> **TASK MATERIAL**:
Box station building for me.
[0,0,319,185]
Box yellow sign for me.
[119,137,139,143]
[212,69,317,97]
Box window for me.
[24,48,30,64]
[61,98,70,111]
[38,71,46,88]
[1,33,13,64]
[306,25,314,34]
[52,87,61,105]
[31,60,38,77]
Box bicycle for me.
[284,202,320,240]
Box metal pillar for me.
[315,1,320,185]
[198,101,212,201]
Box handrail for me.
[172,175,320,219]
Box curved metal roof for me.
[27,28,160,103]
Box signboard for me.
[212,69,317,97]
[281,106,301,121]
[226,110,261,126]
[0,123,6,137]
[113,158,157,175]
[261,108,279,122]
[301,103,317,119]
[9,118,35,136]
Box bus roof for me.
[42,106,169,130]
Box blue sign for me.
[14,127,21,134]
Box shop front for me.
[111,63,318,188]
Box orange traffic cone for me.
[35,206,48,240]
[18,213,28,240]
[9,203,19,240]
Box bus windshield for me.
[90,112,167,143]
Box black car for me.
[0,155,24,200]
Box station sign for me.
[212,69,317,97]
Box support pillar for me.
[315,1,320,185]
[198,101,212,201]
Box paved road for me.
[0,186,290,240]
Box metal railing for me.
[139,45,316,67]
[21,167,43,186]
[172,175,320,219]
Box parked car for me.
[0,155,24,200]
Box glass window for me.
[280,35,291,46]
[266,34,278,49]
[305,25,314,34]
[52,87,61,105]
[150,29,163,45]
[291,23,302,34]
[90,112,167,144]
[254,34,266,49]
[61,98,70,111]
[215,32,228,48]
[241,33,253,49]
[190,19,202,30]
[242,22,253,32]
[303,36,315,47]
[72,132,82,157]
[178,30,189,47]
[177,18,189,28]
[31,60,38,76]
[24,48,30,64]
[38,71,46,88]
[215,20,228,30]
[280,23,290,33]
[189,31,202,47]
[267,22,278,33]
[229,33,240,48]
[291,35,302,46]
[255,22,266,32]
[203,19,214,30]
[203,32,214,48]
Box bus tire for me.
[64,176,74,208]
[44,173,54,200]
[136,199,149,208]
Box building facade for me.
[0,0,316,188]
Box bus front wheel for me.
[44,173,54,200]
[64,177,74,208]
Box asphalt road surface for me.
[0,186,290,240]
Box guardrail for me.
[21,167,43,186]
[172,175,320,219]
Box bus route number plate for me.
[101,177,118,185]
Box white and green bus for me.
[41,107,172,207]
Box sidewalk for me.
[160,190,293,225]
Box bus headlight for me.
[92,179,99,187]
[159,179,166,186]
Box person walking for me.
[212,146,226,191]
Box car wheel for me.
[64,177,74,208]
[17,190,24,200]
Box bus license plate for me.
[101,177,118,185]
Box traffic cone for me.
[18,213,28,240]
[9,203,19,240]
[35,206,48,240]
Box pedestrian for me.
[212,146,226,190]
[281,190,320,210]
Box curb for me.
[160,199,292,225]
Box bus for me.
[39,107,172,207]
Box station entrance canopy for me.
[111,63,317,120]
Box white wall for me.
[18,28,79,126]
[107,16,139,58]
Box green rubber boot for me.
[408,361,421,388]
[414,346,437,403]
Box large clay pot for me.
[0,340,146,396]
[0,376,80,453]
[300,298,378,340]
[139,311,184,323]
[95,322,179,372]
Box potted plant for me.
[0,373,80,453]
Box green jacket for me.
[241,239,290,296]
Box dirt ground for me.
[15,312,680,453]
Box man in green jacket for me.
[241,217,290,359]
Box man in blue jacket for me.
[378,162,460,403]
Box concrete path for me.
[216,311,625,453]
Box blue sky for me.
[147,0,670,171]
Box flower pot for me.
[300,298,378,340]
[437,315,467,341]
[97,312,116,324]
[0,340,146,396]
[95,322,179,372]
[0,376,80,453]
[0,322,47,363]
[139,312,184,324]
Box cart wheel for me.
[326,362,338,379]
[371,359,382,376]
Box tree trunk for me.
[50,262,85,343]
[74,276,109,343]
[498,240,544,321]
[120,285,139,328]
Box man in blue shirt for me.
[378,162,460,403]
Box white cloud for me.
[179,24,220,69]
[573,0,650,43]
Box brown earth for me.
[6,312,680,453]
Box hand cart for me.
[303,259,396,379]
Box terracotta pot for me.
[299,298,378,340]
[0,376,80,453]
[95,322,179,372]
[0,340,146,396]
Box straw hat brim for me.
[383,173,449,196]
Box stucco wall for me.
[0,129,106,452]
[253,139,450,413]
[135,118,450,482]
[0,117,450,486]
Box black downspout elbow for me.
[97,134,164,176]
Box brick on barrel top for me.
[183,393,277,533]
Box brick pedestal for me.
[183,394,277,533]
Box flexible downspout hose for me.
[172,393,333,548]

> **WHAT YOU HAVE TO DO**: Format the data from the line with "Box glass window for me." up to and including the line with "[573,0,650,43]" as a JSON list of strings, with one string for each line and no blank lines.

> **COMPLETED TASK**:
[
  "Box glass window for me.",
  "[280,35,291,46]",
  "[266,34,278,49]",
  "[305,25,314,34]",
  "[52,87,61,105]",
  "[150,29,163,45]",
  "[291,23,302,34]",
  "[90,112,167,144]",
  "[254,34,266,49]",
  "[61,98,70,111]",
  "[215,32,228,48]",
  "[241,33,253,49]",
  "[190,19,202,30]",
  "[242,22,253,32]",
  "[303,36,315,47]",
  "[72,132,82,157]",
  "[178,30,189,47]",
  "[177,18,189,28]",
  "[31,60,38,76]",
  "[24,48,30,64]",
  "[38,71,46,88]",
  "[215,20,228,30]",
  "[280,23,290,33]",
  "[189,31,202,47]",
  "[267,22,278,33]",
  "[229,33,240,48]",
  "[291,35,302,46]",
  "[255,22,266,32]",
  "[203,19,214,30]",
  "[203,32,214,48]",
  "Box bus tire for me.",
  "[64,176,74,208]",
  "[44,173,54,200]",
  "[136,199,149,208]",
  "Box building facade for me.",
  "[0,0,316,188]",
  "Box bus front wheel for me.",
  "[44,173,54,200]",
  "[64,177,74,208]",
  "Box asphalt road surface for me.",
  "[0,186,290,240]",
  "Box guardrail for me.",
  "[21,167,43,186]",
  "[172,175,320,219]",
  "Box bus route number plate for me.",
  "[101,177,118,185]",
  "Box white and green bus for me.",
  "[41,107,172,207]",
  "Box sidewalk for me.",
  "[160,190,293,225]",
  "Box bus headlight for me.",
  "[92,179,99,187]",
  "[159,179,166,186]",
  "Box person walking for me.",
  "[212,146,226,191]",
  "Box car wheel for me.",
  "[64,177,74,208]",
  "[17,190,24,200]",
  "Box bus license plate for me.",
  "[101,177,118,185]",
  "Box traffic cone for me.",
  "[18,213,28,240]",
  "[9,203,19,240]",
  "[35,206,48,240]",
  "Box pedestrian for me.",
  "[212,146,226,190]",
  "[281,190,320,210]",
  "Box curb for me.",
  "[160,199,292,225]",
  "Box bus for me.",
  "[39,107,172,207]",
  "Box station entrance canopy for me.",
  "[111,63,317,120]",
  "Box white wall for me.",
  "[18,28,79,126]",
  "[107,16,139,58]",
  "Box green rubber boot for me.",
  "[408,361,421,388]",
  "[414,346,437,403]",
  "Box large clay pot for me.",
  "[0,340,146,396]",
  "[0,376,80,453]",
  "[300,298,378,340]",
  "[139,311,184,323]",
  "[95,322,179,372]",
  "Box potted plant for me.",
  "[0,373,80,453]",
  "Box green jacket for me.",
  "[241,239,290,296]",
  "Box dirt ground for me.",
  "[15,312,680,453]",
  "Box man in green jacket for me.",
  "[241,217,290,359]",
  "Box man in blue jacket for me.",
  "[378,162,460,403]",
  "Box concrete path for me.",
  "[216,311,625,453]",
  "Box blue sky for me.",
  "[147,0,670,171]",
  "Box flower pot for me.",
  "[300,298,378,340]",
  "[437,315,467,341]",
  "[97,312,116,324]",
  "[0,340,146,396]",
  "[95,322,179,372]",
  "[0,376,80,453]",
  "[0,322,47,363]",
  "[139,312,184,324]",
  "Box cart wheel for me.",
  "[326,362,338,379]",
  "[371,359,382,376]",
  "Box tree trunk for me.",
  "[50,262,85,343]",
  "[74,276,109,343]",
  "[498,240,544,321]",
  "[120,285,139,328]",
  "Box man in blue shirt for me.",
  "[378,162,460,403]",
  "Box white cloud for me.",
  "[179,24,220,69]",
  "[573,0,650,43]"
]